-------- RECORDS TO PROCESS --------

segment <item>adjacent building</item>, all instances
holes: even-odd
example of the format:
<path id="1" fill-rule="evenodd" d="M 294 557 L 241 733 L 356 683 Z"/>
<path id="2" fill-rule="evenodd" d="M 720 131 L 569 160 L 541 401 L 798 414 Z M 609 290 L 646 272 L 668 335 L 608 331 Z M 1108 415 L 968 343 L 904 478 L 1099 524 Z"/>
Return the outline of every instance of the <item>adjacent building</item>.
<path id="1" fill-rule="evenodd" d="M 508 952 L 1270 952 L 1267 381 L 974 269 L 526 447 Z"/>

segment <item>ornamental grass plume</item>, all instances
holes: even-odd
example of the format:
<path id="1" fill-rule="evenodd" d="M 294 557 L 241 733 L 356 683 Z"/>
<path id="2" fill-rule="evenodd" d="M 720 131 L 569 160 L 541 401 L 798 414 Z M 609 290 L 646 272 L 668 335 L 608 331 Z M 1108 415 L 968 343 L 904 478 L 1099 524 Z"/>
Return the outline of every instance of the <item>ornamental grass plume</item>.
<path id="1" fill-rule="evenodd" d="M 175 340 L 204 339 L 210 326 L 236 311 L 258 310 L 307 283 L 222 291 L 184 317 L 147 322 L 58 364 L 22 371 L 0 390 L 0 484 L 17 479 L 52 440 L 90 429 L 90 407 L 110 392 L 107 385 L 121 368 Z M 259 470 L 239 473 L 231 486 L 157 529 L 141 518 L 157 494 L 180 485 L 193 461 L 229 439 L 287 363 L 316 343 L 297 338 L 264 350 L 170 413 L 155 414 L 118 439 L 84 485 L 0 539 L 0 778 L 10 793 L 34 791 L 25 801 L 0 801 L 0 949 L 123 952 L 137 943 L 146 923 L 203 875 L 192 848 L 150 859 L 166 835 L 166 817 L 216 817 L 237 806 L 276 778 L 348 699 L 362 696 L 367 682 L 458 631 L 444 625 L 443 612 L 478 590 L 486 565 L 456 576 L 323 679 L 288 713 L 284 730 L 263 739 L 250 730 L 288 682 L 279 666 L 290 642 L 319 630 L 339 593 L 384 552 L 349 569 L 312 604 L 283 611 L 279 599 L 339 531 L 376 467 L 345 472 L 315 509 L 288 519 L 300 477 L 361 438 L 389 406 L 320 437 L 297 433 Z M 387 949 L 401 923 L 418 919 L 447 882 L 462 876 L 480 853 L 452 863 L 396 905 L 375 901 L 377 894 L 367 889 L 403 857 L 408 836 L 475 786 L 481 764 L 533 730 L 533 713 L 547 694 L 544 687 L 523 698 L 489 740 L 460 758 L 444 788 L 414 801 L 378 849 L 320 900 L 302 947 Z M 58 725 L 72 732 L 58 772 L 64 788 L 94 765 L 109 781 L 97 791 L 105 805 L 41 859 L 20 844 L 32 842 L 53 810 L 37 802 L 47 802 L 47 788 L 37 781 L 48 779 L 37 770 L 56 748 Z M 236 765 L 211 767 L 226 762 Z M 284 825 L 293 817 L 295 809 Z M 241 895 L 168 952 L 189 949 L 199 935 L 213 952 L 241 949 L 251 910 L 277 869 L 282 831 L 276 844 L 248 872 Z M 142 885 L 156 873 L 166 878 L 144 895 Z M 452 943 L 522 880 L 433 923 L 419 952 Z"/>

--------

> **GOAL**
Switch "adjacent building" to "neighboring building" everywhere from the start of the rows down to the line containing "508 952 L 1270", and write out those lines again with nothing else altered.

> **THE OUTPUT**
segment <item>neighboring building</item>, all instances
holes: even-odd
example of the format:
<path id="1" fill-rule="evenodd" d="M 294 557 L 241 733 L 356 683 Z"/>
<path id="2" fill-rule="evenodd" d="M 720 131 L 569 160 L 541 401 L 798 414 Z M 609 290 L 646 272 L 668 335 L 608 331 Z M 1108 415 L 968 343 L 904 478 L 1099 524 Z"/>
Return the outline of every instance of the <item>neighboring building</item>.
<path id="1" fill-rule="evenodd" d="M 508 952 L 1270 952 L 1267 381 L 974 269 L 526 447 Z"/>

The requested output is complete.